TASK GOAL – Rewrite every line below, from the line containing "Tag a single point on each instance of the plain" through the last line, raising each x and y coordinate by 87 and leaving all other text unchanged.

PROVIDED RECORDS –
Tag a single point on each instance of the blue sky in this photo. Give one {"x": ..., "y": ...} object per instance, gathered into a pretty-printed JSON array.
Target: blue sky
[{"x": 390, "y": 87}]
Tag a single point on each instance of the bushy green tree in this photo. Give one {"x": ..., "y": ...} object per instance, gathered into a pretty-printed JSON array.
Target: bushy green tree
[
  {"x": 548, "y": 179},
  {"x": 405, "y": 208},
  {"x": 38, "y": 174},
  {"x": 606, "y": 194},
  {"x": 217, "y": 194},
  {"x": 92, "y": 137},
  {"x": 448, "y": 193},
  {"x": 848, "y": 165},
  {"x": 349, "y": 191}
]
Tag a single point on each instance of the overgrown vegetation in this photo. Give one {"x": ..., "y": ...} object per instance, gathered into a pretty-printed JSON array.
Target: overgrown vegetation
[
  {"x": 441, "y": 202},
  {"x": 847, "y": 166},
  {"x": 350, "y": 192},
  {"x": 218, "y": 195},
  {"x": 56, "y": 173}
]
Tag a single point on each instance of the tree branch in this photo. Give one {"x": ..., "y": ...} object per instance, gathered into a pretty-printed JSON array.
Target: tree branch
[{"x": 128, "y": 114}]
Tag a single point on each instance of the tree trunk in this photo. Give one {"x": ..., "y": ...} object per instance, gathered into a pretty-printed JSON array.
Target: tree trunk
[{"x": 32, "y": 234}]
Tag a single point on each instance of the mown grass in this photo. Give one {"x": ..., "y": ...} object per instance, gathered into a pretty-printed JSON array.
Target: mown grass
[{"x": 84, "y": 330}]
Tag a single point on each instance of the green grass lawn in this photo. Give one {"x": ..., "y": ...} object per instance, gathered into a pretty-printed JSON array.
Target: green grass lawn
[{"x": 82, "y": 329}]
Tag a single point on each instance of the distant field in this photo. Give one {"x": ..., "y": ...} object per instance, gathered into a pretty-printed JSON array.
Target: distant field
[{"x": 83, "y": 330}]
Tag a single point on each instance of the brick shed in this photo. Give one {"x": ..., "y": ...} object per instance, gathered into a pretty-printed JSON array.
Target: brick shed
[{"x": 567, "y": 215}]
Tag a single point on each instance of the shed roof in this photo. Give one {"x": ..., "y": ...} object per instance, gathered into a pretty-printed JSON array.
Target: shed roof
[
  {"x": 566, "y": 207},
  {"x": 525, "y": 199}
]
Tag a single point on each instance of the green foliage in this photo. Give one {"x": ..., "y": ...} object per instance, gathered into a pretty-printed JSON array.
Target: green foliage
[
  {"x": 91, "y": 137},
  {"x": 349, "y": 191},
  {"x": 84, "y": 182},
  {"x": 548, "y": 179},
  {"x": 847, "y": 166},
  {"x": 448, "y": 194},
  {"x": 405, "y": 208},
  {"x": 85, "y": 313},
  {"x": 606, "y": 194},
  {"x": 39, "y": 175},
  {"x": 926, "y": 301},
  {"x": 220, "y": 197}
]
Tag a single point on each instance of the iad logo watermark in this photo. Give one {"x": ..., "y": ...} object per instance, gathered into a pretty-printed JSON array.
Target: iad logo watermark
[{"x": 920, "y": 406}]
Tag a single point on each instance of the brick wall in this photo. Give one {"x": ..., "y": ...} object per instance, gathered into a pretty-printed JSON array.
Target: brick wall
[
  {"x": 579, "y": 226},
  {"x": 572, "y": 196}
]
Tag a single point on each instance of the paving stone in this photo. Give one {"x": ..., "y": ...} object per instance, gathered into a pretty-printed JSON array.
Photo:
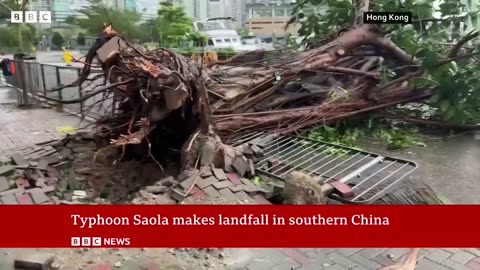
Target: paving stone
[
  {"x": 207, "y": 173},
  {"x": 4, "y": 185},
  {"x": 250, "y": 186},
  {"x": 197, "y": 193},
  {"x": 383, "y": 260},
  {"x": 260, "y": 199},
  {"x": 426, "y": 264},
  {"x": 228, "y": 195},
  {"x": 43, "y": 164},
  {"x": 348, "y": 251},
  {"x": 203, "y": 183},
  {"x": 23, "y": 198},
  {"x": 22, "y": 183},
  {"x": 238, "y": 188},
  {"x": 234, "y": 178},
  {"x": 244, "y": 197},
  {"x": 371, "y": 252},
  {"x": 364, "y": 261},
  {"x": 52, "y": 159},
  {"x": 211, "y": 192},
  {"x": 8, "y": 199},
  {"x": 395, "y": 253},
  {"x": 297, "y": 256},
  {"x": 34, "y": 261},
  {"x": 220, "y": 174},
  {"x": 240, "y": 165},
  {"x": 462, "y": 257},
  {"x": 473, "y": 265},
  {"x": 186, "y": 184},
  {"x": 222, "y": 184},
  {"x": 11, "y": 191},
  {"x": 6, "y": 170},
  {"x": 19, "y": 160},
  {"x": 38, "y": 196},
  {"x": 438, "y": 255},
  {"x": 342, "y": 260},
  {"x": 156, "y": 189},
  {"x": 454, "y": 265}
]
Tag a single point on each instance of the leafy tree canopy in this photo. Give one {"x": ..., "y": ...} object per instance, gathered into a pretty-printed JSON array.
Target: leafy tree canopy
[
  {"x": 430, "y": 38},
  {"x": 173, "y": 23}
]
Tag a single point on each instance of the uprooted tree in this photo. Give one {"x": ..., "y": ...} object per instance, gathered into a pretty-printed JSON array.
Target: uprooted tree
[{"x": 168, "y": 102}]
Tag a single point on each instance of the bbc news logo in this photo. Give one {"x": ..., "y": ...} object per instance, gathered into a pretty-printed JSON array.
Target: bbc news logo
[
  {"x": 31, "y": 17},
  {"x": 98, "y": 241}
]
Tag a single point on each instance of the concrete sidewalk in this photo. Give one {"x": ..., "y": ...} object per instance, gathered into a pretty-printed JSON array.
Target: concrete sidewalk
[{"x": 25, "y": 127}]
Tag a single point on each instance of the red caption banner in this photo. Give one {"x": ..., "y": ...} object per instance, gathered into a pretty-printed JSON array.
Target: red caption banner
[{"x": 239, "y": 226}]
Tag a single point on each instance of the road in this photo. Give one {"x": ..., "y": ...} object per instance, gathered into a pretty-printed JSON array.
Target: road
[{"x": 55, "y": 71}]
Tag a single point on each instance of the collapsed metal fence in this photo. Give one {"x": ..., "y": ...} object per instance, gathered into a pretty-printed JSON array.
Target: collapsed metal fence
[{"x": 32, "y": 78}]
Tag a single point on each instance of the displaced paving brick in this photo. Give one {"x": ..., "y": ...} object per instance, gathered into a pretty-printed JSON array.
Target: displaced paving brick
[
  {"x": 206, "y": 173},
  {"x": 220, "y": 174},
  {"x": 342, "y": 189},
  {"x": 473, "y": 265},
  {"x": 4, "y": 185},
  {"x": 19, "y": 160},
  {"x": 251, "y": 187},
  {"x": 454, "y": 265},
  {"x": 38, "y": 196},
  {"x": 238, "y": 188},
  {"x": 259, "y": 198},
  {"x": 212, "y": 192},
  {"x": 22, "y": 183},
  {"x": 11, "y": 191},
  {"x": 52, "y": 159},
  {"x": 23, "y": 198},
  {"x": 167, "y": 181},
  {"x": 156, "y": 189},
  {"x": 462, "y": 257},
  {"x": 438, "y": 255},
  {"x": 65, "y": 153},
  {"x": 203, "y": 183},
  {"x": 43, "y": 164},
  {"x": 240, "y": 165},
  {"x": 297, "y": 256},
  {"x": 234, "y": 178},
  {"x": 197, "y": 193},
  {"x": 186, "y": 184},
  {"x": 244, "y": 197},
  {"x": 228, "y": 195},
  {"x": 9, "y": 199},
  {"x": 103, "y": 266},
  {"x": 6, "y": 170},
  {"x": 34, "y": 261},
  {"x": 222, "y": 184}
]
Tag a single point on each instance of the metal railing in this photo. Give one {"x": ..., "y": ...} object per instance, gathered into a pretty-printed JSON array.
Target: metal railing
[{"x": 33, "y": 79}]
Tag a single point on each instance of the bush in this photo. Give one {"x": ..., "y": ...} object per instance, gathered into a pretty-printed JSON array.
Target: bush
[{"x": 57, "y": 39}]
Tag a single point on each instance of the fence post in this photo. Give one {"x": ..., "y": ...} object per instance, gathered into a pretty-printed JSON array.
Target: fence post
[
  {"x": 80, "y": 94},
  {"x": 44, "y": 83},
  {"x": 21, "y": 71},
  {"x": 59, "y": 106}
]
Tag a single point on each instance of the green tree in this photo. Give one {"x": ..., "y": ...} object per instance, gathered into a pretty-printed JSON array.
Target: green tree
[
  {"x": 456, "y": 88},
  {"x": 96, "y": 14},
  {"x": 6, "y": 6},
  {"x": 57, "y": 39},
  {"x": 81, "y": 39},
  {"x": 173, "y": 24}
]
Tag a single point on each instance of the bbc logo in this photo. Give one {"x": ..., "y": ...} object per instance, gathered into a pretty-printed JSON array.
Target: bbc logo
[
  {"x": 86, "y": 241},
  {"x": 31, "y": 17}
]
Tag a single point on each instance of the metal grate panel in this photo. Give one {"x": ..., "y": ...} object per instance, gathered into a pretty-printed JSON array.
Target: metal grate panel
[{"x": 369, "y": 175}]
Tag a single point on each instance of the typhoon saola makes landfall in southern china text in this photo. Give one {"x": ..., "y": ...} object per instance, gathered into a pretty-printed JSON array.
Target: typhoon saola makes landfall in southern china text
[{"x": 222, "y": 220}]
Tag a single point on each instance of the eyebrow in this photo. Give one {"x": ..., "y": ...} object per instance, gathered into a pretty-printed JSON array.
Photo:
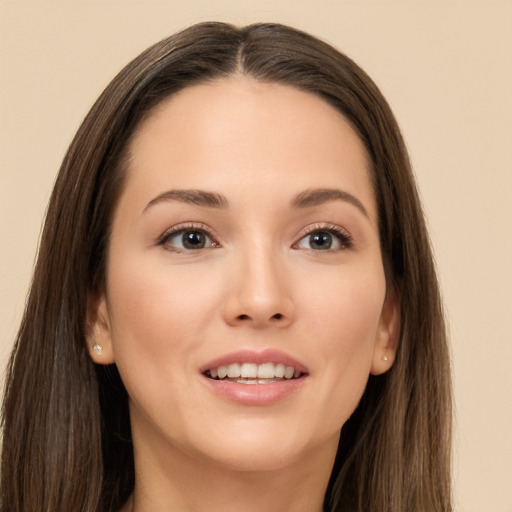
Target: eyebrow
[
  {"x": 197, "y": 197},
  {"x": 306, "y": 199},
  {"x": 318, "y": 196}
]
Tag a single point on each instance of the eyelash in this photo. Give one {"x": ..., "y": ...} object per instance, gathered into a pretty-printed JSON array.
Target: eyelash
[
  {"x": 339, "y": 233},
  {"x": 183, "y": 228}
]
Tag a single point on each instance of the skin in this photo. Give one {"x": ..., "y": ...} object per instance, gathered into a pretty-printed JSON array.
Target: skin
[{"x": 260, "y": 283}]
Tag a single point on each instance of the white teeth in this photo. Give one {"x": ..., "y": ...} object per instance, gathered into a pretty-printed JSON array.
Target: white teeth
[
  {"x": 266, "y": 371},
  {"x": 254, "y": 373},
  {"x": 279, "y": 370},
  {"x": 234, "y": 371},
  {"x": 249, "y": 370}
]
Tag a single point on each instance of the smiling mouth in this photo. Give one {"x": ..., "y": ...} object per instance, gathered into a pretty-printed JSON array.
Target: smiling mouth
[{"x": 252, "y": 373}]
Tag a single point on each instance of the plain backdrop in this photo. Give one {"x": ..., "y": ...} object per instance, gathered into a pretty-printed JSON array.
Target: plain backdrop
[{"x": 446, "y": 69}]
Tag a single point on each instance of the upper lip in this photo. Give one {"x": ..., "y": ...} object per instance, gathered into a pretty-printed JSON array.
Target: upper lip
[{"x": 268, "y": 355}]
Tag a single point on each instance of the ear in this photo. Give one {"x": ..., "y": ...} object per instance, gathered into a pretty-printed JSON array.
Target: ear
[
  {"x": 98, "y": 335},
  {"x": 388, "y": 333}
]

TASK ANSWER –
Tag a single point on each instance of the plain backdrop in this photo. Give one {"x": ..., "y": ...} object per instance, gathered into a pretty-printed JSON array.
Target: plain backdrop
[{"x": 533, "y": 156}]
Tag a single point on each instance of the upper lip in this photo. Give one {"x": ..., "y": ...} object per instance, gathered into a pretty-printed JSON array.
Target: upper lip
[{"x": 355, "y": 442}]
Tag a single point on each instance of the ear in this photo. Give one {"x": ..., "y": ...} object per instance, gathered into a pretty-printed JSON array.
Target: ear
[
  {"x": 185, "y": 422},
  {"x": 475, "y": 420}
]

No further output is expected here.